The task. Copy out the lines below word for word, changing nothing.

---- Records supplied

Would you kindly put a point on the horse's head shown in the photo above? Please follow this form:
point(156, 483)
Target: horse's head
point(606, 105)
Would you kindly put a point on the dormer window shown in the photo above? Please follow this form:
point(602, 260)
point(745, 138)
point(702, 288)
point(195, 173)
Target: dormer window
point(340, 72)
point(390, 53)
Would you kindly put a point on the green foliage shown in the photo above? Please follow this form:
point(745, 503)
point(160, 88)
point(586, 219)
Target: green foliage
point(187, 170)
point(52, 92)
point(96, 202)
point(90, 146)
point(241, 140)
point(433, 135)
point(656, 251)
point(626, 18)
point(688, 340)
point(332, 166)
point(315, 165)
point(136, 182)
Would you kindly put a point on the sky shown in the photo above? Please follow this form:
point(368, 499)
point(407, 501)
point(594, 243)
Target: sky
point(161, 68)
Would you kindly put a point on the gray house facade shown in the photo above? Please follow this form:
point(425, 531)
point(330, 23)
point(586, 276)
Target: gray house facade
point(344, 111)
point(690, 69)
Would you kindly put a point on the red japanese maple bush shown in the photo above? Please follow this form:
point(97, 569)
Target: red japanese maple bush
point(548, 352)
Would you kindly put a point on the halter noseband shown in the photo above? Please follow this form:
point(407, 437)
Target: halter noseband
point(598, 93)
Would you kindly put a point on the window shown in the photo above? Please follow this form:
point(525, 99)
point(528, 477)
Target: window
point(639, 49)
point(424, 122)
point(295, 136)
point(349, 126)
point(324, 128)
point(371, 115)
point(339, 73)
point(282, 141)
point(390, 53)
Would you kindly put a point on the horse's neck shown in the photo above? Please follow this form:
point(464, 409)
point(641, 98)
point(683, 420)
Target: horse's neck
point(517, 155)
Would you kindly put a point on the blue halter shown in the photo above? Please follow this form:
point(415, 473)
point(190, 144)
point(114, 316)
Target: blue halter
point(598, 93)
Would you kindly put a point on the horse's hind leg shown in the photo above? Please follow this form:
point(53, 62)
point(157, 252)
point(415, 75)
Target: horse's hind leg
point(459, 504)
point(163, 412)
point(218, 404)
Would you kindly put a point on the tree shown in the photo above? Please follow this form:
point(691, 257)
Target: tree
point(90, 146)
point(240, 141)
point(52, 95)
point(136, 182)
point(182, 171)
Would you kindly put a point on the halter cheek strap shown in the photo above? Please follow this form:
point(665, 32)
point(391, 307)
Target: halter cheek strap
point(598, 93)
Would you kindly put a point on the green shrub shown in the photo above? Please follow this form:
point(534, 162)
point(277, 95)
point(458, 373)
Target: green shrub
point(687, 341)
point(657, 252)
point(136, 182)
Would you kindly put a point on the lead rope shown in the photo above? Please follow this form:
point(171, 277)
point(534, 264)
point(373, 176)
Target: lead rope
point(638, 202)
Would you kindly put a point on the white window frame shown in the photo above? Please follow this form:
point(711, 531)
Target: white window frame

--------

Solved exercise.
Would you kindly put a point on the horse's head shown in the photo above? Please follow this form:
point(156, 483)
Target: horse's head
point(606, 105)
Would you kindly put a point on the dormer window shown in the photo above? Please follow this form:
point(602, 260)
point(745, 138)
point(702, 288)
point(195, 173)
Target: dormer window
point(340, 72)
point(390, 53)
Would you kindly put a point on the green foliage shown in the photo above? Please follow this form:
point(745, 503)
point(160, 88)
point(586, 219)
Target: green foliage
point(187, 170)
point(52, 92)
point(96, 202)
point(90, 146)
point(241, 140)
point(433, 135)
point(656, 251)
point(626, 18)
point(688, 340)
point(332, 166)
point(315, 165)
point(136, 182)
Would you kindly put a point on the sky shown in the photo above? Please follow this form:
point(368, 499)
point(407, 501)
point(594, 243)
Target: sky
point(161, 68)
Would you kindly put a point on the gray house facade shown in the photo above? Please follow this form:
point(425, 531)
point(330, 23)
point(586, 276)
Target: gray house facade
point(344, 111)
point(690, 69)
Would you kindly put a point on the red japanese maple bush shown in the photo above? Please follow this form:
point(97, 569)
Target: red japanese maple bush
point(548, 352)
Would you kindly put a point on the halter noseband shown in the photo above? Please follow this form:
point(407, 437)
Target: halter noseband
point(598, 93)
Would you kindly put a point on the window shown in the photo above? Please follow this form:
point(525, 99)
point(528, 477)
Target: window
point(639, 49)
point(424, 122)
point(295, 136)
point(349, 126)
point(324, 128)
point(371, 115)
point(339, 73)
point(282, 141)
point(390, 53)
Would you kindly put a point on the horse's neck shown in the photo above? Please follow this form:
point(464, 409)
point(641, 98)
point(683, 420)
Target: horse's neck
point(517, 155)
Would you kindly put a point on the blue halter shown in the photo above? Please follow this form:
point(415, 473)
point(190, 144)
point(114, 316)
Target: blue halter
point(598, 93)
Would you kindly put a point on the horse's hind leg shown in the photo above? Please follow this form:
point(53, 62)
point(157, 252)
point(415, 75)
Target: horse's hind leg
point(459, 504)
point(163, 412)
point(218, 404)
Would you kindly put a point on the tree shown in the photo above? Please follow this form:
point(691, 257)
Target: tree
point(90, 146)
point(240, 141)
point(52, 95)
point(136, 182)
point(182, 171)
Would you kindly put a point on the halter cheek strap shown in the photo above? Please follow this form:
point(665, 32)
point(391, 307)
Target: halter cheek strap
point(598, 93)
Would you kindly put a point on the green shrub shown in the photo above? Please follow this form:
point(534, 162)
point(277, 95)
point(458, 373)
Target: green shrub
point(687, 341)
point(657, 252)
point(136, 182)
Would you kindly put a point on the lead rope shown in the photo above? Please follow this form:
point(171, 277)
point(534, 264)
point(373, 176)
Target: lead rope
point(638, 202)
Would you kindly put a point on the white window frame shown in the photo above? Please follow this form:
point(711, 531)
Target: white window frame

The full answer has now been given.